The Coalition was an umbrella-type organization that included many different groups espousing a myriad of ideologies, attitudes, and tactics. An important group within the Coalition was the Puerto Rican Socialist Party (PSP). There was constant friction between groups such as Puente Unidad Latina and Federación Universitaria Socialista Puertorriqueña (FUSP). The Puente Unidad Latina students (ex-prisoners) viewed FUSP as young, idealistic, and more prone to rhetoric than action. The Vietnam Veterans often sided with Puente Unidad Latina. There was an intense schism between independent women (who were evolving into feminists) and the super macho males, who often led subcommittees within the Coalition. At one time during the first takeover, the women actually walked out, demanding equal representation and the opportunity to be involved in all levels of leadership. The women’s walkout ended with “the sisters” having more representation and less of the dirty work. Nilsa Saniel, a student in my Introduction to Sociology class, was one of the leaders of the women’s movement. She was a long-time tenant organizer in East Harlem. I still tease her about how reluctant she was to speak in front of the college. She froze, and only after much coaxing did she finally make her first political speech.
The Coalition also included the People’s Park, a street gang in a small public park located on 141st Street near St. Ann’s Church. Its members consisted of ex-gang members, ex-cons, and active addicts, some of whom were involved in crime and practically living in the park. They were all Puerto Rican nationalists and, when sober and straight, good soldiers in the war to save Hostos. They supported us in full force but were extremely difficult to control. During one march, they took over the front lines drinking liquor and smoking marijuana at the same time. We forced them back. Some time later they attacked me with a lead pipe, fracturing two of my fingers. Despite this we forgave them, and they continued to support us and accept our directions. Thanks to the members of Puente Unidad Latina and the Vietnam veterans, we were often successful in bringing out a good aura.
Meetings were often very tense. Group after group attempted to promote its philosophical and political point of views. The meetings at first were hot and heated, often full of rhetoric and therefore very long. In the nine-month period of our struggle, I participated in and chaired more meetings than perhaps I would do for the rest of my life. We had PSP meetings, Committee to Save Hostos and Community Coalition to Save Hostos meetings, steering committee meetings, and assemblies of students, local, civic, and citywide organizations. There was always tension and conflict.

-.-.-

■ Goal:
In the account of the coalition to save Hostos, what did the women demand when they walked out during the first takeover?

■ Raw records:
-.-.-

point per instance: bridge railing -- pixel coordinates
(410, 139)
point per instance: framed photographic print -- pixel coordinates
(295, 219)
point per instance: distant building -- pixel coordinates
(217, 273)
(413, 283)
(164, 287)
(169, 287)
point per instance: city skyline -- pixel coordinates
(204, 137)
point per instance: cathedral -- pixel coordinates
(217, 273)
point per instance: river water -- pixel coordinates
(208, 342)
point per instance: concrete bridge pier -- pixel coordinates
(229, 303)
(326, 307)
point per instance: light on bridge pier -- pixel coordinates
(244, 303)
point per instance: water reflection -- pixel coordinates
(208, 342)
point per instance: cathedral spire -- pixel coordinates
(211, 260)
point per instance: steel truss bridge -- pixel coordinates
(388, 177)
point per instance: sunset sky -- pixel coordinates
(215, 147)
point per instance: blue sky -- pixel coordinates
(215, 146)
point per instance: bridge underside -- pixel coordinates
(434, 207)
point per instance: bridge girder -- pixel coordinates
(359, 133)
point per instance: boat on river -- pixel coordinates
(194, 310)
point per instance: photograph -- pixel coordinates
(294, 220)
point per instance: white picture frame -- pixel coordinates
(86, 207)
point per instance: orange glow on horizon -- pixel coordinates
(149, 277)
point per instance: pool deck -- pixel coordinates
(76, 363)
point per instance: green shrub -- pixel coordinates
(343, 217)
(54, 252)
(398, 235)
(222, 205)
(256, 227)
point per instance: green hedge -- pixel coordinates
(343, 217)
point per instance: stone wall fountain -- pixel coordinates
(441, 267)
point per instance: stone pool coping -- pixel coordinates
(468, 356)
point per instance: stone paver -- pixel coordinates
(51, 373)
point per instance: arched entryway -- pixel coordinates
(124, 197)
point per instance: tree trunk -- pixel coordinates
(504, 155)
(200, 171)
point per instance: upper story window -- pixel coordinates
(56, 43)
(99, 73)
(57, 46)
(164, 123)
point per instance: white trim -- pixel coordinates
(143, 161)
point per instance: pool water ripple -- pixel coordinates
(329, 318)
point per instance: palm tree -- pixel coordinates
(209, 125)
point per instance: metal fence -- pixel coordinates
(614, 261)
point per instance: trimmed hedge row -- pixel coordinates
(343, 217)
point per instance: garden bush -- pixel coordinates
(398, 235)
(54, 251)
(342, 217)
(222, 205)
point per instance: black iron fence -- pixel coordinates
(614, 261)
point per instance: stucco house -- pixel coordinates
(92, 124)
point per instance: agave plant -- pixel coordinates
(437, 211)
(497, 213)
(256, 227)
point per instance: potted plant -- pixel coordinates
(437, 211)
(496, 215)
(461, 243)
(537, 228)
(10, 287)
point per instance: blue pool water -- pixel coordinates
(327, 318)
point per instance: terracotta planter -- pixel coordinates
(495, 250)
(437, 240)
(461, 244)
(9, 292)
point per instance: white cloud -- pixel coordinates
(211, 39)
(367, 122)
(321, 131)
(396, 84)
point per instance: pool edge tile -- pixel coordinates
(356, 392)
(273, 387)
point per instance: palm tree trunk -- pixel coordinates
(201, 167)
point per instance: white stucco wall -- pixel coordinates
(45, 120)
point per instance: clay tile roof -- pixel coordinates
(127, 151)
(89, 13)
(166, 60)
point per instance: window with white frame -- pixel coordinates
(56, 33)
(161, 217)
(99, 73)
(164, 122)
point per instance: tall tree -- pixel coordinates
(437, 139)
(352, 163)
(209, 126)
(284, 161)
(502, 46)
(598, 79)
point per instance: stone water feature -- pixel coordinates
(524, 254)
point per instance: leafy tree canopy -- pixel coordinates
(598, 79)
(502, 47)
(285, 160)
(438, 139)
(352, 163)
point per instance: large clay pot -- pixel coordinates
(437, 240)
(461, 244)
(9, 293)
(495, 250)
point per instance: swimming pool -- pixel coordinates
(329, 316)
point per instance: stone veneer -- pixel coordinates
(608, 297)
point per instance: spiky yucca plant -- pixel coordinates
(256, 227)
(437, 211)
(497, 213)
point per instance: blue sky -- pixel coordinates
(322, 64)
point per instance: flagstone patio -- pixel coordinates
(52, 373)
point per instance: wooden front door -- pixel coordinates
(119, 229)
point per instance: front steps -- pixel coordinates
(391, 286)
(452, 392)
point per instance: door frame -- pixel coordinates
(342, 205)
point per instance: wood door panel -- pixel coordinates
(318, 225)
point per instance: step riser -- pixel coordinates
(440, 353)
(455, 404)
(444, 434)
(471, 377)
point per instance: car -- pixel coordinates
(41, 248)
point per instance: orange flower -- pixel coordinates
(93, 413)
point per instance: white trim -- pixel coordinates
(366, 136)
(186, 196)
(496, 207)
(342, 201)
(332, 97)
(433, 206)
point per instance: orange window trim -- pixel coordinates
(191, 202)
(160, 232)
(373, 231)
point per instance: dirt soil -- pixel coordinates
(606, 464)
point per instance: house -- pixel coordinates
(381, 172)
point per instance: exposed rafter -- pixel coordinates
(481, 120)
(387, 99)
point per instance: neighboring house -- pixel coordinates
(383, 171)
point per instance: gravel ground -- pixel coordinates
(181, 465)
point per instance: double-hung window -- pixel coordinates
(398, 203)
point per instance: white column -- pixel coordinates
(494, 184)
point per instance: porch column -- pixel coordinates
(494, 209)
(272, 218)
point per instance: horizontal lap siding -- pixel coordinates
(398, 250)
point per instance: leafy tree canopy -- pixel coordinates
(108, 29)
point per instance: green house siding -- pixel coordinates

-.-.-

■ Written response:
Equal representation and the opportunity to be involved in all levels of leadership.